## About this task
Continue the blog post about Alyssa's home search in Lebanon, picking up right after its final sentence.

*** Page text Section Begins ***

Housing is a complex challenge and everyone’s story is different. In this blog series, Vital Communities Housing and Transportation team member Ellen Hender offers close-up views of how our neighbors are affected by current Upper Valley housing realities.
When they decided to seek a home in Lebanon, Alyssa and her husband faced unexpected challenges. But where they really feel the impact of the housing shortage is their business.
Alyssa and her husband bought their first house in Manchester in 1998. The offer they made was under the asking price, they got a good mortgage rate, and they were able to have the owners make some requested changes before the closing. Fast forward to last year and it was a different story.
They were commuting from Manchester to Lebanon where they own a furniture business but with their kids reaching adulthood, they decided it was time to downsize a bit and, in particular, shorten their commute.
The first thing Alyssa noticed when their housing search began was that there was very little housing in the middle price range. There were options for big and expensive houses and some options at the lower end, most needing a lot of work, but almost nothing in between.
Their main concern was finding something close to their business and while it wasn’t an easy search, they were able to find a home less than two miles away. But, as anyone who has recently been in the market will likely relate to, they were only able to get this house because they made an offer over the asking price the day after finding the posting without seeing the house in person and they waived the inspection. Even moving that quickly, there had already been five other offers. And it’s a house that will need some finishing touches.

*** Page text Section Ends ***
*** Dataset extract Section Begins ***

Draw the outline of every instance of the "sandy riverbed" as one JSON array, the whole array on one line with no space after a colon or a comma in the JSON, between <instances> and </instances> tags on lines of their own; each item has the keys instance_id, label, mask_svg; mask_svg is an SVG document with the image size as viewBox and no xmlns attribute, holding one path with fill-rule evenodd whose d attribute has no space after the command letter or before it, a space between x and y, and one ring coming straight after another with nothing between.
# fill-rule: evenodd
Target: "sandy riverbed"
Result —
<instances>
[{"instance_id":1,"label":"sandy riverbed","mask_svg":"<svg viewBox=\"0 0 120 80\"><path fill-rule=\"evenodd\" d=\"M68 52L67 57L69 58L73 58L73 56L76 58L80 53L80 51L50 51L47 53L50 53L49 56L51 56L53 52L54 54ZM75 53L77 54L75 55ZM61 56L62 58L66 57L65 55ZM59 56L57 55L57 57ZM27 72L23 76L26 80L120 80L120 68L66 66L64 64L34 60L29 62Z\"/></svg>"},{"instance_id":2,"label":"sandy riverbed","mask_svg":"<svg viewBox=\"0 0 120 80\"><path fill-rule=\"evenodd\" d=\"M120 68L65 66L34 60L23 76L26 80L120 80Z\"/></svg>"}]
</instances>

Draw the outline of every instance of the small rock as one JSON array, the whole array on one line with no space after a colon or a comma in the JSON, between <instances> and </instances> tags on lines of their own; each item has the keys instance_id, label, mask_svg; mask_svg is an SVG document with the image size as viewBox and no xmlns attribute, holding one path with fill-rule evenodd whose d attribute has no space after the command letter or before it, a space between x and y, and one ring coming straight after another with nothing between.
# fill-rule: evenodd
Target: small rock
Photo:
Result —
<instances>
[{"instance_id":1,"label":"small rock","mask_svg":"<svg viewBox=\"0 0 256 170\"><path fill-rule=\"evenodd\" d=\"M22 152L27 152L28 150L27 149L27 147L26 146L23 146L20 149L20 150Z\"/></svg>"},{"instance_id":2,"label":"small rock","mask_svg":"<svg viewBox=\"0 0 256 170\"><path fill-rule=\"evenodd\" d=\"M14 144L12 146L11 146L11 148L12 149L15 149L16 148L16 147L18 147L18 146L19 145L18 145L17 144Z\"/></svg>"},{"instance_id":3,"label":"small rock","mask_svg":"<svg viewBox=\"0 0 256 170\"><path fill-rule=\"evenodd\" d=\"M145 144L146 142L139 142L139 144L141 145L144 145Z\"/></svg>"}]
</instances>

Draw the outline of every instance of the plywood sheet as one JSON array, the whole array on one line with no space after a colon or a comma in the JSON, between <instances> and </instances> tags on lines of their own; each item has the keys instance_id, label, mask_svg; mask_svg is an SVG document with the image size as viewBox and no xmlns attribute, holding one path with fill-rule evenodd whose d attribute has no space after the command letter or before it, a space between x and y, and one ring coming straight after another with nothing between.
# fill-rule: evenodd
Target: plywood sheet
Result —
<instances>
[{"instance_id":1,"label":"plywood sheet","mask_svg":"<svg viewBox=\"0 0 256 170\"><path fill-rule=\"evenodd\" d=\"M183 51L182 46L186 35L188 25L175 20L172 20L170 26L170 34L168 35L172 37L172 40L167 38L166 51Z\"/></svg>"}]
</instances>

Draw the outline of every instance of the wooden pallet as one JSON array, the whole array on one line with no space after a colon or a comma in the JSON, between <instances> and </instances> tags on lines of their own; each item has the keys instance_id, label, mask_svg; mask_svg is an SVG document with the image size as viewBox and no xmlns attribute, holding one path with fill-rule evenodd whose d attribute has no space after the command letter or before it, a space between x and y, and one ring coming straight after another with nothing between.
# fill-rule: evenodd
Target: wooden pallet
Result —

*** Dataset extract Section Ends ***

## Result for this exercise
Alyssa has two children, now 18 and 21. While they were able to downsize to some extent, the pandemic led to some bumps in their children’s plans which means they are still at home, so it wasn’t quite the downsize they had originally anticipated. She does, however, plan for this to be the home they retire in. Perhaps a little different from some other housing stories as well is that they haven’t sold their Manchester house yet, noting that they’re finishing up some needed fixes first. In hindsight she feels it would have been better to sell it as is.
It hasn’t been easy to move to a new community during a pandemic either. Alyssa shared that there were few community events to get to know the area and the people, so she’s still feeling like a bit of an outsider. But she has appreciated some of the amenities of the Upper Valley, in particular the public transit provided by Advance Transit. One of the impacts of the pandemic has been a delay in her youngest getting his license, but he is able to take the bus from their store to the community college.
And the move has certainly met their goal of improving their commute. Being just a couple miles away and on a main road means it’s an easy drive, even in winter weather. All in all, they’re happy with where they ended up, she said. “We’re lucky to have gotten our home, but it definitely feels like we overpaid some.”
As a business owner, however, Alyssa sees the impact the housing shortage has on her employees and the business’s potential to grow. Of their 15-20 employees, only one lives in Lebanon. The rest live 30 minutes to an hour away. She notes that this is a challenge in inclement weather when they only have a couple of people able to make it in.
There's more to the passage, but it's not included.